Point labeling records:
■ ■ ■ ■
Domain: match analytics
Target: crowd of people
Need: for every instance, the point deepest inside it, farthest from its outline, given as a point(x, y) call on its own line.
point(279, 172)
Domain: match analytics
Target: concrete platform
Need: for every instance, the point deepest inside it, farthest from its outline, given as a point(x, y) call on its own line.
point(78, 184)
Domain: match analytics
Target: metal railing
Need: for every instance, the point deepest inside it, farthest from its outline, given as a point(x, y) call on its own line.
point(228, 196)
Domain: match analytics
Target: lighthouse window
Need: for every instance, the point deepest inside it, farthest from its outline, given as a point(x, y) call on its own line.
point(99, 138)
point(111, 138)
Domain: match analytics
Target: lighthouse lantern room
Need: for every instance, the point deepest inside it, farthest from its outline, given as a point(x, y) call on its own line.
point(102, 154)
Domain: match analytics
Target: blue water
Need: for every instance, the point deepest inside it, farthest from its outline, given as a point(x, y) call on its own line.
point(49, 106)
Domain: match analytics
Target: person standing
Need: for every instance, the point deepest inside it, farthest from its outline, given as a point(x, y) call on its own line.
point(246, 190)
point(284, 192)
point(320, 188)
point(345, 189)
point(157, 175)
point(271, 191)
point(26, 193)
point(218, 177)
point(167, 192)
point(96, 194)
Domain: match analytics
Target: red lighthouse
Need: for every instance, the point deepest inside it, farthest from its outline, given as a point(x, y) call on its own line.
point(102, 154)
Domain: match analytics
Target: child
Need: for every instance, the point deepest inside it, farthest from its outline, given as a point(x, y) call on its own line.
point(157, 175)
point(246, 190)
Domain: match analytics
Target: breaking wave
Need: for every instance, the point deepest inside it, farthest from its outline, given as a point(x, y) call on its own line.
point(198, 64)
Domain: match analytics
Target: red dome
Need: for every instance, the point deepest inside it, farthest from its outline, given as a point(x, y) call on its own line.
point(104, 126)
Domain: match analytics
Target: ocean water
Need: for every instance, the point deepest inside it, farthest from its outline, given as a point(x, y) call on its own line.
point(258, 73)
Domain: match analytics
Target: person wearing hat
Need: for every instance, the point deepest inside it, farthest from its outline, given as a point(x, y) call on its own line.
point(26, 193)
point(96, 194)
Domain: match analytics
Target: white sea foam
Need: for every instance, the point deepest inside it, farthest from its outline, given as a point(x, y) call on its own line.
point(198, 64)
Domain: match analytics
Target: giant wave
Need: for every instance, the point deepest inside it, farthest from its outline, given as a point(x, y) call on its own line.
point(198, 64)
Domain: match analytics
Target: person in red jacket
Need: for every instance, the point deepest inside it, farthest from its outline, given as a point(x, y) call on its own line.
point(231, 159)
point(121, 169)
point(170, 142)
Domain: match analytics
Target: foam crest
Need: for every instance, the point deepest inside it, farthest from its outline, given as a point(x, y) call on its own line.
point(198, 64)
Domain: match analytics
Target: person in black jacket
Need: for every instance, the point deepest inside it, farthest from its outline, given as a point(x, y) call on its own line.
■ ■ ■ ■
Revise the material above so that "match analytics" becomes "stadium analytics" wherever it occurs. Keep every other line the same.

- **RESULT OF THE EXERCISE**:
Domain: stadium analytics
Target: crowd of people
Need: for every instance, the point deepest inside it, farthest from its outline, given as a point(x, y) call on its own line.
point(279, 172)
Domain: stadium analytics
Target: concrete platform
Need: for every instance, the point deepest inside it, farthest from its outline, given as a point(x, y) call on its own line.
point(78, 184)
Domain: stadium analytics
Target: metal railing
Need: for every instance, the point deepest inside it, farthest from its outline, given as a point(x, y) call on its own line.
point(228, 196)
Domain: stadium analytics
Target: lighthouse window
Need: for every instance, the point deepest inside it, farthest from its outline, given as a point(x, y) call on its own line.
point(99, 138)
point(111, 138)
Domain: stadium analytics
Target: lighthouse lantern room
Need: for every instance, the point deepest inside it, farthest from its outline, given as a point(x, y) call on its own line.
point(102, 154)
Domain: stadium analytics
Target: blue water
Need: for every instance, the point deepest inside it, farthest from its outline, given as a point(x, y) call on its own line.
point(49, 106)
Domain: stadium analytics
Target: person standing
Need: for every instance, the point deepest inside it, farthest from its outline, given as a point(x, y) call on its own line.
point(246, 190)
point(284, 192)
point(320, 188)
point(345, 189)
point(157, 175)
point(271, 191)
point(26, 193)
point(218, 177)
point(167, 192)
point(96, 194)
Domain: stadium analytics
Target: red lighthouse
Need: for every instance, the point deepest inside it, farthest from its outline, given as a point(x, y) call on its own line.
point(102, 154)
Domain: stadium analytics
Target: child
Need: for every instance, the point deepest inside it, farthest from its outline, given as a point(x, y) call on its own line.
point(157, 175)
point(246, 190)
Domain: stadium analytics
Target: breaking wave
Need: for every instance, the point deepest inside it, farthest from its outline, given as a point(x, y) call on its own line.
point(198, 64)
Domain: stadium analytics
Target: red dome
Need: for every instance, the point deepest inside it, farthest from its outline, given as a point(x, y) call on its own line.
point(104, 126)
Domain: stadium analytics
Target: ocean water
Need: for every instance, the point deepest inside it, farthest from its outline, given as a point(x, y) call on its own line.
point(258, 73)
Domain: stadium analytics
Target: person wearing hat
Need: for every instance, the point deepest inside it, farthest from its outline, given as a point(x, y) call on its own line.
point(26, 193)
point(96, 194)
Domain: stadium analytics
Target: white sea foam
Need: for every instance, the point deepest inside it, farthest from its outline, given as a point(x, y) call on its own line.
point(198, 64)
Domain: stadium analytics
Target: giant wave
Need: for every instance, the point deepest inside it, farthest from its outline, given as a point(x, y) call on its own line.
point(198, 64)
Domain: stadium analytics
Target: person in red jacket
Need: for every instance, the point deepest inside it, farthest from its outline, given as a point(x, y) call on its own line.
point(231, 159)
point(121, 169)
point(170, 142)
Domain: stadium analytics
Target: foam crest
Need: for every instance, the point deepest inside it, farthest from its outline, given as a point(x, y) call on its own line.
point(198, 64)
Domain: stadium analytics
Target: person in black jacket
Need: for every instance, the point deepest inside it, farthest from its outline, given as a point(x, y) call on its own line.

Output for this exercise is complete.